* Problem statement:
From top to bottom, retype the data exactly, passing over any picture.

Excerpts from a dataset:
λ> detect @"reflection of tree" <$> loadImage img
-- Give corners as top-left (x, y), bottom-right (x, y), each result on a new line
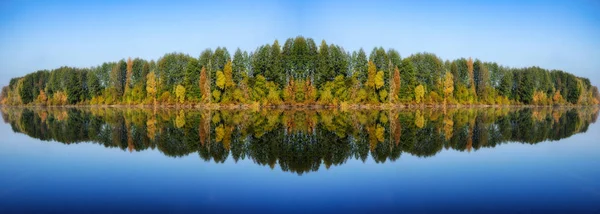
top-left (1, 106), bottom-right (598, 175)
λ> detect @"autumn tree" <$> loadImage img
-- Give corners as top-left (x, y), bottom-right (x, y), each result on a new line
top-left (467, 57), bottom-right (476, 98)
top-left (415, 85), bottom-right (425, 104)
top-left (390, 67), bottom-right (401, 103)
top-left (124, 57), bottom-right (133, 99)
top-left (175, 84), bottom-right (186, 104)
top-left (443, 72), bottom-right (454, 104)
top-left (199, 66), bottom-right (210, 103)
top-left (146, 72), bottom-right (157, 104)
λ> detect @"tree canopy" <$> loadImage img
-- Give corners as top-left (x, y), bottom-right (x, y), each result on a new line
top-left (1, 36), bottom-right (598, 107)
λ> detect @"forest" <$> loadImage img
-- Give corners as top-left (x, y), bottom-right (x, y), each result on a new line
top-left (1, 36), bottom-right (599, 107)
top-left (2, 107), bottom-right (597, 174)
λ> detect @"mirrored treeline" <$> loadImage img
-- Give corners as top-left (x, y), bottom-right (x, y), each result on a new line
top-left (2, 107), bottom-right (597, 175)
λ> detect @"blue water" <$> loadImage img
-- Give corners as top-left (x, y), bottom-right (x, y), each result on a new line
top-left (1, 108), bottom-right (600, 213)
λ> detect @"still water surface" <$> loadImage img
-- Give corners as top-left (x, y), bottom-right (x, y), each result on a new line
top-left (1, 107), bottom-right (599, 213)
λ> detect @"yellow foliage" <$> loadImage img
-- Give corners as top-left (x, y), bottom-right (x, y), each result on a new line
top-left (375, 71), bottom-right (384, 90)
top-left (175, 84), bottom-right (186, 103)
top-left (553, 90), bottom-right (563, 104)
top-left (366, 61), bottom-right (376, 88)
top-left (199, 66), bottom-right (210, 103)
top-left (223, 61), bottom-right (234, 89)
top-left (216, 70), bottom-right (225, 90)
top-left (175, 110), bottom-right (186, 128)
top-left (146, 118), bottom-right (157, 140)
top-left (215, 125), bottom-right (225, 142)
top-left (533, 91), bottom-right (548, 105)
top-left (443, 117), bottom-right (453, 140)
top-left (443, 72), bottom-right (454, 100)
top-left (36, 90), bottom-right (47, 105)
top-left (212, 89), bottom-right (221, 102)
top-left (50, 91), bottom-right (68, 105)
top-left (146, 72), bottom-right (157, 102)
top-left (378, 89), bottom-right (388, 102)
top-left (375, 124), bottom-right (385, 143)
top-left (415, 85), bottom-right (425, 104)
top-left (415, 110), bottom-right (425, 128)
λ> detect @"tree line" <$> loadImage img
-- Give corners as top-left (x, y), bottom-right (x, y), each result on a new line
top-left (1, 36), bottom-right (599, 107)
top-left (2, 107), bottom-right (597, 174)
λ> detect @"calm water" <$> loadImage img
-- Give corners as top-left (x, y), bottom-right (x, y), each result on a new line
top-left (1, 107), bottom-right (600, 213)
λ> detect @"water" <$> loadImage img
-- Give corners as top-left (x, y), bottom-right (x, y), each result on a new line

* Task solution:
λ> detect @"reflection of tree" <$> loadImage img
-- Give corners as top-left (x, y), bottom-right (x, y), each result on a new line
top-left (1, 106), bottom-right (598, 175)
λ> detect @"autumn tree" <$> loadImage img
-- Give corners as top-left (x, y), bottom-right (x, y), each result on a new line
top-left (467, 57), bottom-right (476, 98)
top-left (415, 85), bottom-right (425, 104)
top-left (390, 67), bottom-right (401, 103)
top-left (124, 57), bottom-right (133, 99)
top-left (175, 84), bottom-right (186, 104)
top-left (443, 72), bottom-right (454, 104)
top-left (199, 66), bottom-right (210, 103)
top-left (146, 72), bottom-right (157, 104)
λ> detect @"tree canopy" <$> loadImage img
-- Give corners as top-left (x, y), bottom-right (x, y), each result on a new line
top-left (1, 36), bottom-right (598, 107)
λ> detect @"forest" <$> loadImage img
-- Give corners as top-left (x, y), bottom-right (x, y), each result on a new line
top-left (1, 36), bottom-right (599, 107)
top-left (2, 107), bottom-right (597, 174)
λ> detect @"mirrored treeline" <$> loadImage img
-- Give corners as top-left (x, y), bottom-right (x, y), each result on a new line
top-left (2, 107), bottom-right (597, 175)
λ> detect @"blue water" <$> loadImage img
-- Give corners as top-left (x, y), bottom-right (x, y), each result on a new line
top-left (1, 108), bottom-right (600, 213)
λ> detect @"still water surface" <$> loadImage img
-- Give corners as top-left (x, y), bottom-right (x, y), each result on a new line
top-left (1, 107), bottom-right (599, 213)
λ> detect @"yellow foliage" <$> loadImage img
-- Give corners as top-left (x, y), bottom-right (x, y), each result on a new line
top-left (375, 71), bottom-right (384, 90)
top-left (175, 84), bottom-right (186, 103)
top-left (553, 90), bottom-right (563, 104)
top-left (366, 61), bottom-right (376, 88)
top-left (199, 66), bottom-right (210, 103)
top-left (223, 61), bottom-right (234, 89)
top-left (216, 70), bottom-right (225, 90)
top-left (175, 110), bottom-right (186, 128)
top-left (146, 118), bottom-right (157, 140)
top-left (215, 125), bottom-right (225, 142)
top-left (533, 91), bottom-right (548, 105)
top-left (443, 117), bottom-right (453, 140)
top-left (443, 72), bottom-right (454, 100)
top-left (36, 90), bottom-right (47, 105)
top-left (212, 89), bottom-right (221, 102)
top-left (50, 91), bottom-right (68, 105)
top-left (146, 72), bottom-right (157, 102)
top-left (378, 89), bottom-right (388, 102)
top-left (375, 124), bottom-right (385, 143)
top-left (415, 85), bottom-right (425, 104)
top-left (415, 110), bottom-right (425, 128)
λ> detect @"tree line" <$> loadImage img
-- Give corners as top-left (x, y), bottom-right (x, y), each result on a new line
top-left (1, 36), bottom-right (599, 107)
top-left (2, 107), bottom-right (597, 174)
λ> detect @"calm water" <$> loadImage img
-- Give corners as top-left (x, y), bottom-right (x, y), each result on a new line
top-left (1, 107), bottom-right (600, 213)
λ> detect @"water" <$> loadImage img
-- Give corners as top-left (x, y), bottom-right (x, y), each result on a new line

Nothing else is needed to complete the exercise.